Consigne: Restituez tel quel le passage du texte sur la consultation de trois enfants enrhumés qui commence aux mots « Je n'ai pas eu besoin de les » et s'arrête après « je vois régulièrement. ».

───── Texte fourni ─────

Madame A vient hier après-midi avec ses trois enfants après la sortie de l'école. Leur âge a éventuellement de l'importance : six ans, quatre ans et vingt mois. Ce n'est pas la première fois qu'elle vient et ce n'est pas la dernière. Au bout du compte, et alors qu'elle a attendu une bonne heure et demie dans une salle d'attente bondée (le lundi après-midi, la consultation est "libre") et qui continue de l'être après qu'elle est entrée dans mon bureau, ses trois enfants ont un rhume banal. Pas grand chose à se mettre sous la dent. Ce sont des rhumes, un point c'est tout.
Je les ai donc examinés, ces enfants, je leur prescris des médicaments que l'on peut authentiquement appeler des produits de confort et quid ?
Je n'ai pas eu besoin de les peser, je n'ai pas eu besoin de vérifier que les vaccinations étaient à jour, puisque ce sont des enfants que je vois régulièrement.
Il y a eu trois consultations et je n'ai pas passé quarante-cinq minutes à les examiner, écrire dans le carnet de santé, compléter le dossier dans l'ordinateur, écrire des ordonnances tapuscrites et passer la carte vitale. Une petite demi-heure.
Que dire à cette maman inquiète ou préoccupée ou attentionnée ou obsessionnelle ou mal informée ?
Avant de vous fournir des réponses, quel est le contexte ?
On dit que la médecine générale est en péril.
On dit que les déserts médicaux vont se multiplier.
On dit que les jeunes médecins ne veulent plus s'installer comme médecins généralistes libéraux.
On dit que les médecins généralistes ne sont pas contents de leur sort, que leur rôle se restreint, qu'ils perdent leur notabilité, qu'ils sont écrasés par la paperasse, que leurs honoraires ne progressent pas et, encore plus, que leurs revenus stagnent ou régressent.
On dit que de plus en plus de médicaments sont moins remboursés ou déremboursés.
On dit que les dépassements d'honoraires se multiplient.
On dit que l'on entre à grande vitesse dans la médecine dite à deux vitesses : celle des pauvres et celle des riches.
Que dire à cette femme ?
Le médecin EBM : lui donner des conseils, la rassurer, lui demander de ne pas consulter pour un rhume, ne plus donner de médicaments qui ressemblent à des placebos.
Le médecin auto satisfait : chez moi cela ne se passe pas comme cela...
Le médecin anxiogène : vous avez eu raison de venir, cela aurait pu être plus grave.
Le médecin qui a des fins de mois difficiles : vous auriez pu attendre un jour de plus mais cela permet de payer la secrétaire
Le médecin philosophe : c'est grâce à des gens comme vous que je peux passer plus de temps avec des patients déprimés.
Le médecin qui s'y croit : chez moi, je ne reçois que des "vrais" malades...
Le médecin empathique : la porte est ouverte, quand vos enfants sont malades, vous pouvez toujours venir, je suis là pour vous rassurer.
Mais les autres médecins généralistes peuvent aussi donner des conseils à ce médecin généraliste :
Virer cette famille de la clientèle
Ne prendre les patients que sur rendez-vous
Avoir une secrétaire qui fait la part entre ce qui est bénin et ce qui est grave
Proposer seulement une médecine EBM
Faire le tri des malades
N'accepter que des "malades"

───── Données fournies ─────

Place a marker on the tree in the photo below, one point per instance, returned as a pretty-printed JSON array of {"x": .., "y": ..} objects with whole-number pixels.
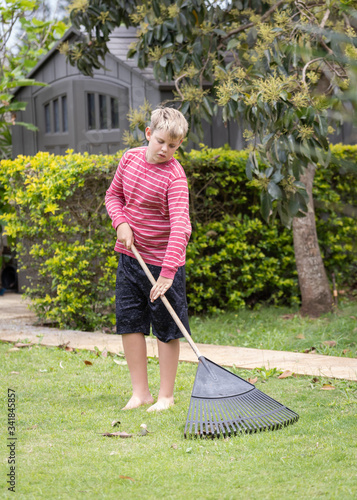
[
  {"x": 284, "y": 66},
  {"x": 19, "y": 54}
]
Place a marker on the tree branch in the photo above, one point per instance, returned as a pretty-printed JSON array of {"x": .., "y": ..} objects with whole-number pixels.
[
  {"x": 306, "y": 66},
  {"x": 250, "y": 25}
]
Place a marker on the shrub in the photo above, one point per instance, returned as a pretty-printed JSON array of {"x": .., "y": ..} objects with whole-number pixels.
[{"x": 65, "y": 239}]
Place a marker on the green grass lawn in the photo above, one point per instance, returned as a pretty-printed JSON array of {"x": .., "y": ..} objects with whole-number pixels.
[
  {"x": 63, "y": 406},
  {"x": 282, "y": 329}
]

─────

Résultat obtenu:
Je n'ai pas eu besoin de les peser, je n'ai pas eu besoin de vérifier que les vaccinations étaient à jour, puisque ce sont des enfants que je vois régulièrement.